Convert the rows below into a JSON list of strings with one string per line, omitting blank lines.

** START **

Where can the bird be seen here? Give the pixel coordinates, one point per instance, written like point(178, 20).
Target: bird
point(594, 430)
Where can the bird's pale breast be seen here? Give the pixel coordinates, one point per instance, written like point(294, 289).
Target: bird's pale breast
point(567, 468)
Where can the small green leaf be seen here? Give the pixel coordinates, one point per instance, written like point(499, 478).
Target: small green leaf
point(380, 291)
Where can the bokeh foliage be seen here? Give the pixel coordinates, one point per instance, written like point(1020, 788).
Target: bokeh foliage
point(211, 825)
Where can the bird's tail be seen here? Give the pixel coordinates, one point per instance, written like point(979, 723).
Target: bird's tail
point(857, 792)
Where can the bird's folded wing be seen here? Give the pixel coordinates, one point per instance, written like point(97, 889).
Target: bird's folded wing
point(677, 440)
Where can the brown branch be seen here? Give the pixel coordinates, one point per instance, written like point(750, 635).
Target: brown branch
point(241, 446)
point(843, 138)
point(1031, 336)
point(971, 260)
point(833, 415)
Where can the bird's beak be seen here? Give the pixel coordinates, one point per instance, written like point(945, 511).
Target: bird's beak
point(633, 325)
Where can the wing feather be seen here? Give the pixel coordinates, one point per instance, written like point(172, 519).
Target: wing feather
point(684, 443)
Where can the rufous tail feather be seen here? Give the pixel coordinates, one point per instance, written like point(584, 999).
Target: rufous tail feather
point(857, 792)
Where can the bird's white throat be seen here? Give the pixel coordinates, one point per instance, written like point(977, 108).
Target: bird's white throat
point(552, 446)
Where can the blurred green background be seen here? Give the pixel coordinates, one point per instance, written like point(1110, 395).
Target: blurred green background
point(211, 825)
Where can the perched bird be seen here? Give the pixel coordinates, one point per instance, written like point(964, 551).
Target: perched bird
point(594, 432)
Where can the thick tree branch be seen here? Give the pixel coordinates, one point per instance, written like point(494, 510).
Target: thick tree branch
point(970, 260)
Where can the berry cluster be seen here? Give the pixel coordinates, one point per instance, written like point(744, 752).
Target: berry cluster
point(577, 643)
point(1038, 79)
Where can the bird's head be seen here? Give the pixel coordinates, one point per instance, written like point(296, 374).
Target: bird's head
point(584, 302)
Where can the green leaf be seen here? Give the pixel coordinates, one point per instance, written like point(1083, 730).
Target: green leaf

** END **

→ SOLUTION TO THE EXERCISE
[
  "Where can the bird be seen here? Give the pixel coordinates, one point per instance, written like point(178, 20).",
  "Target: bird",
  "point(594, 430)",
  "Where can the bird's pale breast be seen here? Give the pixel coordinates, one point per instance, written like point(294, 289).",
  "Target: bird's pale breast",
  "point(567, 468)",
  "Where can the small green leaf be seen here? Give the pixel coordinates, one point per instance, written like point(499, 478).",
  "Target: small green leaf",
  "point(380, 291)",
  "Where can the bokeh foliage be seen here? Give the pixel coordinates, one point per instance, written like point(1020, 788).",
  "Target: bokeh foliage",
  "point(211, 825)",
  "Where can the bird's tail be seen here? Give the pixel coordinates, one point per instance, written like point(979, 723).",
  "Target: bird's tail",
  "point(857, 792)",
  "Where can the bird's folded wing be seen here? Give the pixel coordinates, one point per instance, written like point(97, 889).",
  "Target: bird's folded wing",
  "point(677, 440)",
  "Where can the brown branch be seen here? Give the pixel coordinates, one point per instance, written like point(750, 635).",
  "Target: brown branch",
  "point(241, 446)",
  "point(843, 138)",
  "point(1031, 336)",
  "point(971, 260)",
  "point(833, 415)",
  "Where can the bird's beak be seen here? Give the pixel coordinates, one point per instance, written like point(945, 511).",
  "Target: bird's beak",
  "point(633, 325)",
  "Where can the wing feather be seen here? Give the pixel coordinates, one point per instance, written like point(172, 519).",
  "Target: wing feather",
  "point(684, 443)",
  "Where can the rufous tail feather be seen here? Give the pixel coordinates, one point per instance, written like point(584, 999).",
  "Target: rufous tail feather",
  "point(857, 792)",
  "Where can the bird's white throat be seen here? Give the pixel coordinates, one point per instance, written like point(977, 108).",
  "Target: bird's white throat",
  "point(552, 446)",
  "Where can the blurred green background be seen here? Give the pixel coordinates, one point per instance, written like point(1110, 395).",
  "Target: blurred green background",
  "point(211, 825)",
  "Where can the perched bird be seen here? Give the pixel coordinates, one point per instance, written like point(964, 551).",
  "Target: perched bird",
  "point(594, 432)",
  "Where can the thick tree branch be seen here? Give the pixel coordinates, one point per instance, written like point(494, 510).",
  "Target: thick tree branch",
  "point(970, 260)",
  "Where can the berry cluster be seen here? Give the pixel coordinates, one point per instance, written like point(744, 752).",
  "Target: berry cluster",
  "point(577, 643)",
  "point(1038, 79)",
  "Where can the bird's head be seen here? Give the pixel coordinates, one point per instance, written like point(296, 374).",
  "Target: bird's head",
  "point(584, 302)",
  "Where can the green leaf be seen here? Give the pixel coordinates, one point per instance, written like point(1083, 730).",
  "Target: green leaf"
]